A run of records:
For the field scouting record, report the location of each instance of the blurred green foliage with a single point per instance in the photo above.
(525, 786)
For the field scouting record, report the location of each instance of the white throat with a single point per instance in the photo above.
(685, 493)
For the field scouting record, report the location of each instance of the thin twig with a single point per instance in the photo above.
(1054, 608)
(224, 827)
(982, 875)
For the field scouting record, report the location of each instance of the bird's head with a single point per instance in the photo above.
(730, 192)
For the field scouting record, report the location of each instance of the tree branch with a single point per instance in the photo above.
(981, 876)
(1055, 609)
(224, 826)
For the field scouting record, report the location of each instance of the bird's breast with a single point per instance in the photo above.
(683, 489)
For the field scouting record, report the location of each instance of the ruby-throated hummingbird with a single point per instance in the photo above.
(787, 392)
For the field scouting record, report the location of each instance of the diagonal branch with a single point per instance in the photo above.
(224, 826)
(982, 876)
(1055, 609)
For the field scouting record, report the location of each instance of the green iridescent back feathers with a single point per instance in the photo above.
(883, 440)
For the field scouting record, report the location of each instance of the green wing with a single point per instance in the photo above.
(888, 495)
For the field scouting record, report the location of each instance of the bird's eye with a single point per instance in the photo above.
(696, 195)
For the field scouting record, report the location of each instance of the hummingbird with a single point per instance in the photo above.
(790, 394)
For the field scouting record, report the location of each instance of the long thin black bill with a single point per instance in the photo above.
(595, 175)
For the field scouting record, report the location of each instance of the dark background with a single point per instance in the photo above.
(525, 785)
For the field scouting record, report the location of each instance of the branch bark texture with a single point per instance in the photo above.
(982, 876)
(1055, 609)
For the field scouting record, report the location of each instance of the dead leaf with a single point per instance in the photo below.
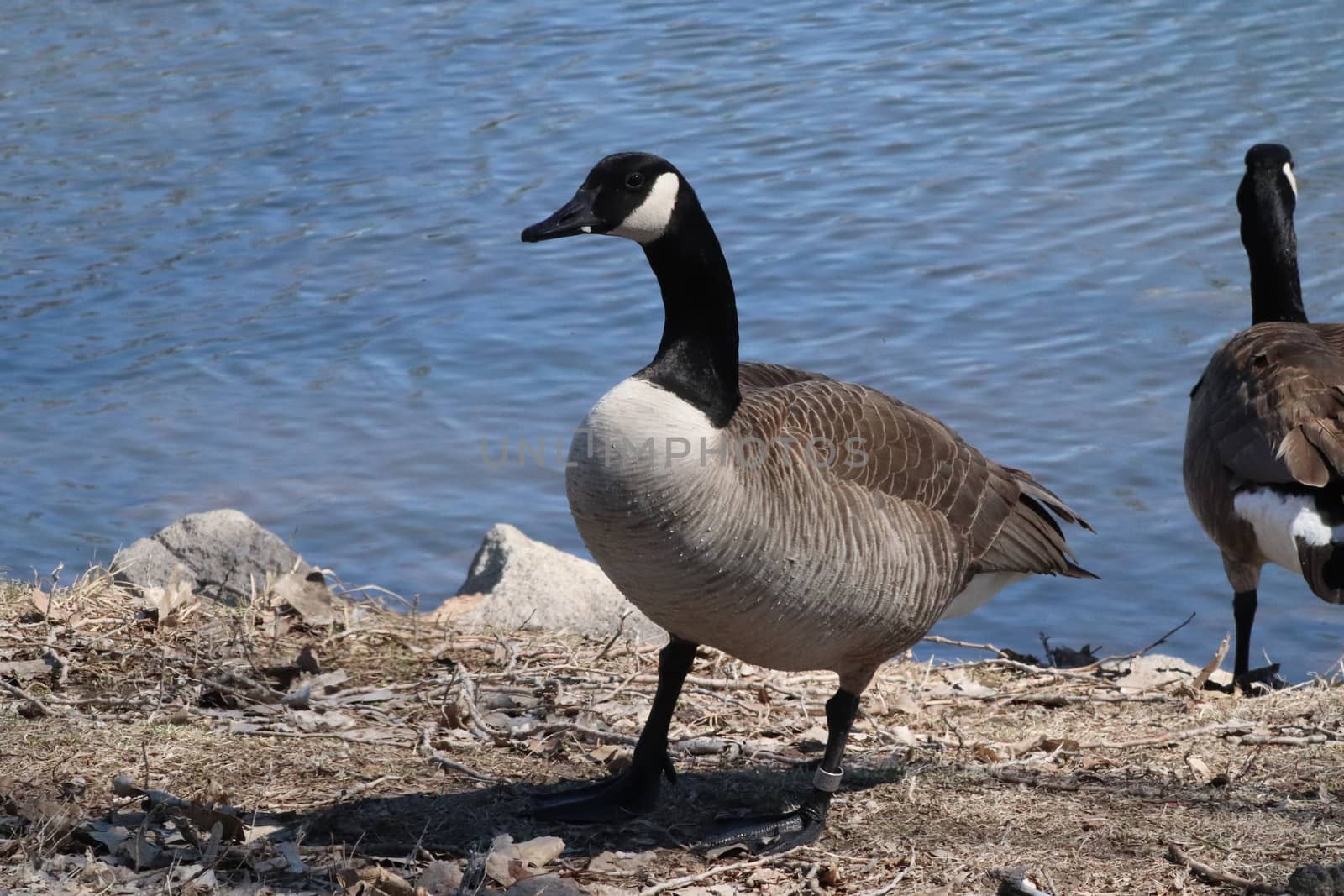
(307, 595)
(906, 705)
(604, 752)
(1211, 667)
(24, 669)
(988, 752)
(508, 862)
(440, 879)
(172, 602)
(1200, 768)
(544, 886)
(904, 735)
(42, 602)
(620, 864)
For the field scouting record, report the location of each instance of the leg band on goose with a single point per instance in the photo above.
(827, 781)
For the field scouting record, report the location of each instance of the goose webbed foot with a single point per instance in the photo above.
(770, 835)
(1253, 683)
(613, 799)
(1260, 681)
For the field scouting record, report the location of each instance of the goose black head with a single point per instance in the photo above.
(628, 194)
(1269, 183)
(1267, 201)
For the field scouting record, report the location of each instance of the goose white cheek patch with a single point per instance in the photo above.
(651, 217)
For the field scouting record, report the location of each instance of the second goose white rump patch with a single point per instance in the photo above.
(979, 590)
(1280, 520)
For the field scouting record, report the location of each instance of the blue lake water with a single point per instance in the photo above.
(265, 254)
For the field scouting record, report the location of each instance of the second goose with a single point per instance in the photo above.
(1265, 437)
(785, 517)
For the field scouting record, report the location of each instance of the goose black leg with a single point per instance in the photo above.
(780, 833)
(636, 790)
(1245, 678)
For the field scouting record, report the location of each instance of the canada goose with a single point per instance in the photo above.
(784, 517)
(1263, 461)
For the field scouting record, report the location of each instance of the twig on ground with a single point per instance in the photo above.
(1178, 855)
(721, 869)
(894, 882)
(40, 708)
(620, 627)
(444, 762)
(1168, 736)
(1136, 653)
(969, 645)
(1012, 882)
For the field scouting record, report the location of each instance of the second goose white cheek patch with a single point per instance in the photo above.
(652, 217)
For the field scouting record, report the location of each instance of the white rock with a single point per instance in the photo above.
(519, 584)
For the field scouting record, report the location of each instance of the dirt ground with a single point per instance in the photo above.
(170, 745)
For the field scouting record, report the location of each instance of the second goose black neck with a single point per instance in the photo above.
(1272, 249)
(698, 356)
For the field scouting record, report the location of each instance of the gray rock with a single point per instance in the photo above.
(519, 584)
(222, 551)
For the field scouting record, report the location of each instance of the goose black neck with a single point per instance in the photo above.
(1272, 250)
(698, 356)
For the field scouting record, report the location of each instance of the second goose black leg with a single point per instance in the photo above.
(803, 825)
(636, 790)
(1243, 678)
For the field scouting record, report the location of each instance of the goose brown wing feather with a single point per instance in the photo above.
(1272, 403)
(891, 449)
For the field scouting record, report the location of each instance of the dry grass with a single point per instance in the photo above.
(417, 745)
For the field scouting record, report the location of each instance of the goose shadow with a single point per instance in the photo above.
(465, 821)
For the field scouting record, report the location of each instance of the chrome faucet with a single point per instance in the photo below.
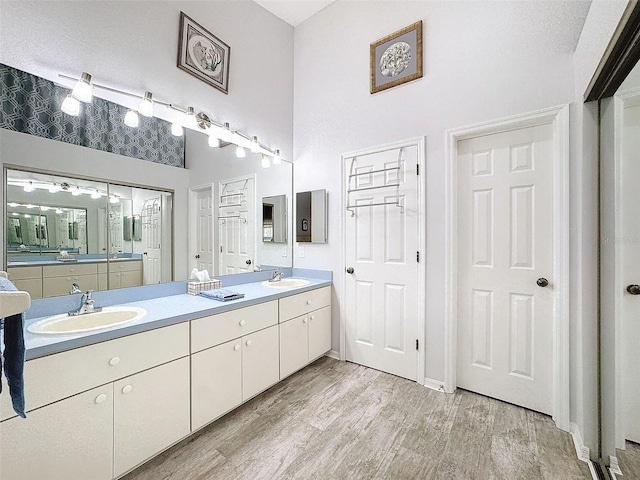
(86, 305)
(277, 276)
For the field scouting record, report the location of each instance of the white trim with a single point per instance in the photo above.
(558, 117)
(333, 354)
(436, 385)
(420, 143)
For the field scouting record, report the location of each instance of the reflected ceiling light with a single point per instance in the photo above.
(176, 129)
(146, 105)
(214, 141)
(83, 89)
(277, 159)
(131, 119)
(70, 106)
(255, 146)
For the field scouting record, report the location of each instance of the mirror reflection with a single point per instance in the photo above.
(62, 231)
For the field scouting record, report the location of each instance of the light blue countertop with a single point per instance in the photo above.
(163, 311)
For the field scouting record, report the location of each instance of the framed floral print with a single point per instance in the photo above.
(203, 55)
(396, 58)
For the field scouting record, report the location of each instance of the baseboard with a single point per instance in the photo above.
(333, 354)
(582, 451)
(436, 385)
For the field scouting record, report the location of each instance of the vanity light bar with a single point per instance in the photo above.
(85, 84)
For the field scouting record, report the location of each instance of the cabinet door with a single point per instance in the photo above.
(260, 361)
(319, 332)
(294, 350)
(70, 439)
(216, 382)
(151, 412)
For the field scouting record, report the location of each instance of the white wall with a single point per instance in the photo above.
(482, 61)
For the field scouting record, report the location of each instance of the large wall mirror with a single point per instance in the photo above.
(62, 230)
(244, 208)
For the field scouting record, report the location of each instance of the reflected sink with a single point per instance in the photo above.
(287, 282)
(64, 324)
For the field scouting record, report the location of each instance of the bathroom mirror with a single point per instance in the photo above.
(116, 236)
(311, 216)
(274, 219)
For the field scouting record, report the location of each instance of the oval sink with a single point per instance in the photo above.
(287, 282)
(64, 324)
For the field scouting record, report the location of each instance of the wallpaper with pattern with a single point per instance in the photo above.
(31, 105)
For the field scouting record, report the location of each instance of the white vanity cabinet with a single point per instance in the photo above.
(305, 329)
(234, 357)
(72, 438)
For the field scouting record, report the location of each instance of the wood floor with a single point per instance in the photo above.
(338, 420)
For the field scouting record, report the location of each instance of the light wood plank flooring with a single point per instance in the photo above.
(337, 420)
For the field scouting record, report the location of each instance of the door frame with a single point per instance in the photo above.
(558, 118)
(193, 222)
(420, 143)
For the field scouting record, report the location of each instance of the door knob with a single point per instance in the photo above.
(634, 289)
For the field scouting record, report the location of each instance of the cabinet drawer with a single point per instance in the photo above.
(302, 303)
(216, 329)
(52, 287)
(69, 270)
(21, 273)
(51, 378)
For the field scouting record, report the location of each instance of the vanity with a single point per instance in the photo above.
(100, 404)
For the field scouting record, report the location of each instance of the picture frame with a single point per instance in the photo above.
(396, 58)
(203, 55)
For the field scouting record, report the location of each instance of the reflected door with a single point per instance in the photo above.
(236, 225)
(381, 247)
(505, 318)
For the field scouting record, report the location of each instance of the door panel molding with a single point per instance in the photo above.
(558, 117)
(420, 144)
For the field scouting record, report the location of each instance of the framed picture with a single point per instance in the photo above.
(203, 55)
(396, 58)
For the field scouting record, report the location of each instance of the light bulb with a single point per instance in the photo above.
(190, 118)
(70, 106)
(214, 141)
(277, 159)
(146, 105)
(255, 146)
(83, 89)
(131, 119)
(176, 129)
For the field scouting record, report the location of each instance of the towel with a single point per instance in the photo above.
(221, 294)
(13, 354)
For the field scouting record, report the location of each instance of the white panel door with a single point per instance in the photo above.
(236, 224)
(629, 268)
(381, 248)
(204, 231)
(505, 244)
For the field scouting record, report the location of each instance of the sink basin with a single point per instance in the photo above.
(287, 282)
(64, 324)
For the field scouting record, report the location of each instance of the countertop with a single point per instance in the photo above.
(161, 312)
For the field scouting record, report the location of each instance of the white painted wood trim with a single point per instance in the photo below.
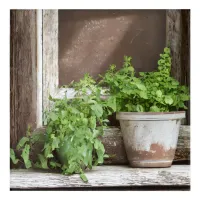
(39, 67)
(103, 176)
(50, 56)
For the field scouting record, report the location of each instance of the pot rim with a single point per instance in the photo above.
(145, 116)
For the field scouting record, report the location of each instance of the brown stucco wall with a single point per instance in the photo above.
(91, 40)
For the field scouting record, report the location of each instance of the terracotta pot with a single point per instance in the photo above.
(150, 138)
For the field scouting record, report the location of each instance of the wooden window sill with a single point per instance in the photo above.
(102, 176)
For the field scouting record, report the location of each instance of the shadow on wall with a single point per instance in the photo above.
(89, 41)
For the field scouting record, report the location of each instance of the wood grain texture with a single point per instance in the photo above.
(23, 73)
(178, 39)
(103, 176)
(185, 54)
(50, 55)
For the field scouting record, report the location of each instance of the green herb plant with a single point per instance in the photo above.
(153, 91)
(73, 128)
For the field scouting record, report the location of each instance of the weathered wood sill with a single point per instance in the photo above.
(102, 176)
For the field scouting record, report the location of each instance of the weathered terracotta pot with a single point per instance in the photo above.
(150, 138)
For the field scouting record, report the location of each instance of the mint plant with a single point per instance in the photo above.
(153, 91)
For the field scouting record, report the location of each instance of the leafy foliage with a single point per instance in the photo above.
(153, 91)
(73, 126)
(72, 131)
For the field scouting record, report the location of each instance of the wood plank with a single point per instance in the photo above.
(173, 40)
(50, 55)
(23, 73)
(113, 142)
(103, 176)
(185, 54)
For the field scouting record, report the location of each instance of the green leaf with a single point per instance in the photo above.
(28, 164)
(168, 100)
(159, 93)
(154, 109)
(53, 116)
(97, 110)
(54, 164)
(184, 97)
(13, 157)
(22, 143)
(43, 161)
(111, 102)
(47, 149)
(141, 73)
(55, 143)
(83, 177)
(139, 108)
(141, 86)
(166, 50)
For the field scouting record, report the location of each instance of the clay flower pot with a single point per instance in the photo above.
(150, 138)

*WHAT THE TASK REQUIRES*.
Retype nothing except the lines from the line holding "the weathered wood" through the last line of the entries, both included.

*SOLVED PROBLEM*.
For the field scouting record, report the location of each instance of the weathered wood sill with a single point per instance in the photo above.
(102, 176)
For the field scouting record, report the location of each instance of the weathered terracotta pot with a single point per instance in the photo above.
(150, 138)
For the field scouting record, report the location of each instance of the mint plant with a single point per instance in the photo above.
(153, 91)
For the field scouting record, report the location of each instance of the leafy foliage with a single point per instance in the photo above.
(153, 91)
(73, 126)
(72, 131)
For the field scouting record, report the location of each instance of the wood plank with a single point per instance in the photo above.
(173, 40)
(50, 55)
(23, 73)
(113, 142)
(103, 176)
(185, 54)
For the field scouting record, report the location of each instance of the green leaf with a single point per instance in the photo above.
(28, 164)
(168, 100)
(159, 93)
(154, 109)
(53, 116)
(97, 110)
(54, 164)
(184, 97)
(13, 157)
(22, 143)
(43, 161)
(111, 102)
(47, 149)
(141, 73)
(55, 143)
(83, 177)
(139, 108)
(141, 86)
(166, 50)
For the field scouting record, report the location of each instance of the clay flower pot with a single point per instance in the photo above.
(150, 138)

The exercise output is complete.